— start of DATASET RECORDS —

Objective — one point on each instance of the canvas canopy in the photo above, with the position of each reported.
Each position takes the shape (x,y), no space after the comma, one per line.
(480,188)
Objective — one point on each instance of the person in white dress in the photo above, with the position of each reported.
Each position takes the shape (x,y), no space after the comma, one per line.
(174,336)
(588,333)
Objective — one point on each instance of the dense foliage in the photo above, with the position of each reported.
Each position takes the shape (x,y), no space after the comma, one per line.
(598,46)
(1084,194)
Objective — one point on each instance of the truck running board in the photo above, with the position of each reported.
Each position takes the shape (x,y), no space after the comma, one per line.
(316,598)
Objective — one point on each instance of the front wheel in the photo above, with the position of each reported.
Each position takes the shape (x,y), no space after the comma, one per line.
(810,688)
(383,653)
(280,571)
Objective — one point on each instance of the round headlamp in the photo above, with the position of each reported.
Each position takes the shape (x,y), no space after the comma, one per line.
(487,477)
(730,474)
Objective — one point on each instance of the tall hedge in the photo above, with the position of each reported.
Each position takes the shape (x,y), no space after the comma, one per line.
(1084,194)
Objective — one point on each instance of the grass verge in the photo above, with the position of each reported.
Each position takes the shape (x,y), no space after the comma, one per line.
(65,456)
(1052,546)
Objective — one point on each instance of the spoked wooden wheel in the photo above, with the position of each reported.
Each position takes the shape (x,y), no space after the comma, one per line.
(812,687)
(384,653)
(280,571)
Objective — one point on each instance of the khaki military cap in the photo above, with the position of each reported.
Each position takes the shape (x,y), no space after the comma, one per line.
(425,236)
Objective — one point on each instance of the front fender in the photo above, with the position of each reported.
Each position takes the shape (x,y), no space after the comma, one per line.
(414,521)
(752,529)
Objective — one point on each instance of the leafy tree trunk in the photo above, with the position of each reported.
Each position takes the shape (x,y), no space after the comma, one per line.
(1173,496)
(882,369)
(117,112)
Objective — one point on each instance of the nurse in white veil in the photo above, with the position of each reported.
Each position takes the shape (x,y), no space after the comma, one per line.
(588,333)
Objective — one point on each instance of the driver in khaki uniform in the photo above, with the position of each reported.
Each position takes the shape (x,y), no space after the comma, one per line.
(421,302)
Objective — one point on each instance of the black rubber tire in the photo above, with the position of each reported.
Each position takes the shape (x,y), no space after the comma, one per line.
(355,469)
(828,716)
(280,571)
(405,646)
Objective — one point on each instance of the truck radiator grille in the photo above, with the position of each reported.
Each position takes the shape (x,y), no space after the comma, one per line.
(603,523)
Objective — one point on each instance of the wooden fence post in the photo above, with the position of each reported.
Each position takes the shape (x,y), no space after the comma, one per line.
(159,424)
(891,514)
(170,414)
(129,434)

— end of DATASET RECORDS —
— start of DATASET RECORDS —

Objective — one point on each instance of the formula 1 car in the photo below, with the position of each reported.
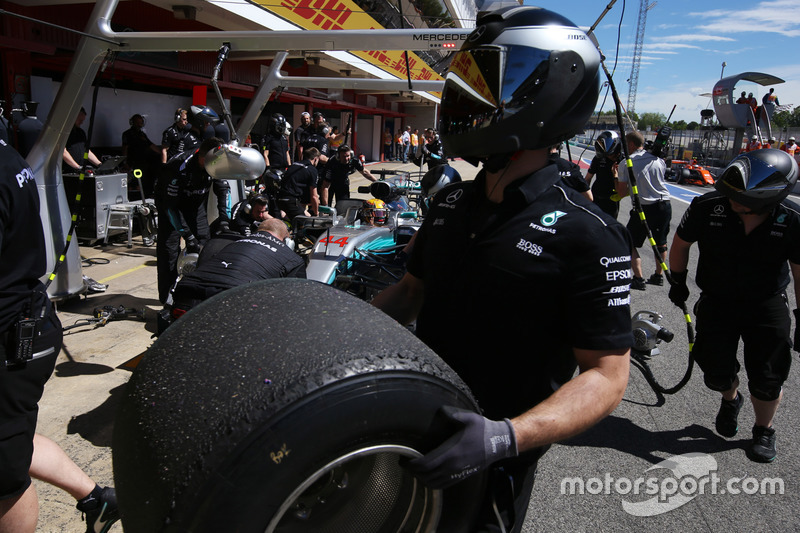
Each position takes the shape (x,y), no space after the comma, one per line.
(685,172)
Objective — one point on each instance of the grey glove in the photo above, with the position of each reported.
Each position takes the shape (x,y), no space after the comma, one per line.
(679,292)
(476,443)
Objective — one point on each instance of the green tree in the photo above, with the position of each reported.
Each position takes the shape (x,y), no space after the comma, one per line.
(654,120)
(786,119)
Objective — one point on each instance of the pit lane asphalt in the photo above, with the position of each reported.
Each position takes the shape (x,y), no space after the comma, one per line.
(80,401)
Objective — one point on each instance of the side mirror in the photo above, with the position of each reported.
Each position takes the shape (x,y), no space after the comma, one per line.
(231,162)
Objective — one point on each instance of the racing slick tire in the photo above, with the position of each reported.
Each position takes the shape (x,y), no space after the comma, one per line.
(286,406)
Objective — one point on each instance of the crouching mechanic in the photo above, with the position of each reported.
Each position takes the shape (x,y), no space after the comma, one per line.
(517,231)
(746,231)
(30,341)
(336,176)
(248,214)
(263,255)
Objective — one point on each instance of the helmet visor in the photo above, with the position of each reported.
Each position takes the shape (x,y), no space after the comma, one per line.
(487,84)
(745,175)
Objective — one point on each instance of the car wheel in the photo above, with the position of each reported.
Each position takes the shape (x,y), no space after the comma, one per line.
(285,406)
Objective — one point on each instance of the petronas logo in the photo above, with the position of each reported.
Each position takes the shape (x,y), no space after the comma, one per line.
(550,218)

— end of DATASET RECORDS —
— start of DATASET RECORDS —

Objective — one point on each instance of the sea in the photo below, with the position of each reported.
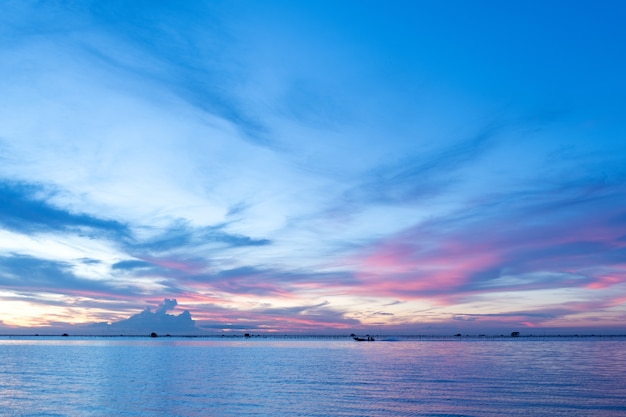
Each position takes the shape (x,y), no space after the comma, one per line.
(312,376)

— end of DATASET RECORDS —

*WORK INSTRUCTIONS:* Select every line of the data that contains the word "khaki" and reproduce each such line in full.

*OUTPUT FOR THIS TASK:*
Objective — one point on each instance of the khaki military cap in the photo above, with the position of each reported.
Objective — one point on each instance of the driver in khaki uniform in the photo above, with the position of each reported.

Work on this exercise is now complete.